TASK DETAILS: Reproduce, exactly, the lines of the material below from the line containing "positive clicks: (66, 75)" through the line containing "positive clicks: (86, 64)", with both end lines included and nothing else.

── INFORMATION SUPPLIED ──

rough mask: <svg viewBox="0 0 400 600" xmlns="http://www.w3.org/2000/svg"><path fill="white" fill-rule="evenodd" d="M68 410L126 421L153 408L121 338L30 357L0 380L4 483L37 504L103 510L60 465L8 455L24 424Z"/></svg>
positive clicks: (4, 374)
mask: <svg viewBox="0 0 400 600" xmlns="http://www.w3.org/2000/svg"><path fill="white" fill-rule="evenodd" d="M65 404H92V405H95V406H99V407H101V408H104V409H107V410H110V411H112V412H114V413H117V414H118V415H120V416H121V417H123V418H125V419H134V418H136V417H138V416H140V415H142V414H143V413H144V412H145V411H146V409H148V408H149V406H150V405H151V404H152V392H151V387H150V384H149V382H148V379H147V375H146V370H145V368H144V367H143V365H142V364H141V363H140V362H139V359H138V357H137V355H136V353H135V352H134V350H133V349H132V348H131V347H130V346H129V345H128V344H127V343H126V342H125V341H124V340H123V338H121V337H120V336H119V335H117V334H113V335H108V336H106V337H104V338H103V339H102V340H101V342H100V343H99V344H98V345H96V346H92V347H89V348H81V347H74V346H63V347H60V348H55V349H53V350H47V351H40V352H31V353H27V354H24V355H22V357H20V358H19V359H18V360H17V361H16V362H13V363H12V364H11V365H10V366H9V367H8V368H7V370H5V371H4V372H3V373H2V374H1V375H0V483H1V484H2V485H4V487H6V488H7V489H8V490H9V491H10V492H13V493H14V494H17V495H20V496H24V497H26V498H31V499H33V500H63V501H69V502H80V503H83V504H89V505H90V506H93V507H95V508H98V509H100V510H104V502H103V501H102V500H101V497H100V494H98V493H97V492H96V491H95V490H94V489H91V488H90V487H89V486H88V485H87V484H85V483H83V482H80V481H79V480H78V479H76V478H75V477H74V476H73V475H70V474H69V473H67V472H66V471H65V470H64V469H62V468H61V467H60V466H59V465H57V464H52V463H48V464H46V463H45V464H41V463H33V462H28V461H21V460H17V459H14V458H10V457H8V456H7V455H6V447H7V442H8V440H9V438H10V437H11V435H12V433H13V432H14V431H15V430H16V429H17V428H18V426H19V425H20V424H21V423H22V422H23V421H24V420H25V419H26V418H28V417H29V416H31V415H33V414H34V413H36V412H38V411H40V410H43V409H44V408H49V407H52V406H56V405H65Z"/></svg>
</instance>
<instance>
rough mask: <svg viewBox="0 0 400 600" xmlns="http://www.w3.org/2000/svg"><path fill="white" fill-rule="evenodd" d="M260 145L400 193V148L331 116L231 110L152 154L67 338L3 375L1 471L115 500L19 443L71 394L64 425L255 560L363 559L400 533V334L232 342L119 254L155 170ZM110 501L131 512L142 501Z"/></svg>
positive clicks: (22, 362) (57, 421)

───
── INFORMATION SUPPLIED ──

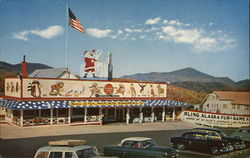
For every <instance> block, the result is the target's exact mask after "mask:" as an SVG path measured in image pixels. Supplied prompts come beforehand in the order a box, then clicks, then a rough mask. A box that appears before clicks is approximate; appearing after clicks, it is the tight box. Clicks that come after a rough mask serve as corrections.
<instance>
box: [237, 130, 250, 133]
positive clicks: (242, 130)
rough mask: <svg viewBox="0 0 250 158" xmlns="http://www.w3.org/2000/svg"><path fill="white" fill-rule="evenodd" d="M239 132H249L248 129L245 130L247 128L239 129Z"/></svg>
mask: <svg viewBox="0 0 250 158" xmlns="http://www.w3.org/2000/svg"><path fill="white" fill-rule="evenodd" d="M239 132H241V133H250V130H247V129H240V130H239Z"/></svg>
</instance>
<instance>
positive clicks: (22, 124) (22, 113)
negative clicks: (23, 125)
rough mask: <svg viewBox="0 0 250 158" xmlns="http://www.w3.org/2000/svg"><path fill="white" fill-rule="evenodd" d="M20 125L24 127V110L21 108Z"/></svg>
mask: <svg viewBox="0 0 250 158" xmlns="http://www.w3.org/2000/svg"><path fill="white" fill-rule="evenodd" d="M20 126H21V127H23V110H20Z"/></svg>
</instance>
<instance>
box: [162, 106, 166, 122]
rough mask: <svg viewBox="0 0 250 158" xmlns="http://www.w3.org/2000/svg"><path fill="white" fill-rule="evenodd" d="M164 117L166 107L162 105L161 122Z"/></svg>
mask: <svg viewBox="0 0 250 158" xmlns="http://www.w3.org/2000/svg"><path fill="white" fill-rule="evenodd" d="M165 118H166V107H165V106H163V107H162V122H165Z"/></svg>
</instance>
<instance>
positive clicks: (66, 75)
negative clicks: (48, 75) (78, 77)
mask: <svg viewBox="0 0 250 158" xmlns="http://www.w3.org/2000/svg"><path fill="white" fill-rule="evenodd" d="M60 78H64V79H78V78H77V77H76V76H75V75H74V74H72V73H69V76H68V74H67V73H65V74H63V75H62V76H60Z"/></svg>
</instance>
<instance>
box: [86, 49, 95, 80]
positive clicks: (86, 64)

───

SOLUTION:
positive clicks: (66, 75)
negative clicks: (48, 75) (78, 77)
mask: <svg viewBox="0 0 250 158" xmlns="http://www.w3.org/2000/svg"><path fill="white" fill-rule="evenodd" d="M60 78H64V79H78V78H77V77H76V76H75V75H74V74H72V73H69V76H68V74H67V73H65V74H63V75H62V76H60Z"/></svg>
</instance>
<instance>
box: [86, 49, 95, 80]
positive clicks: (86, 64)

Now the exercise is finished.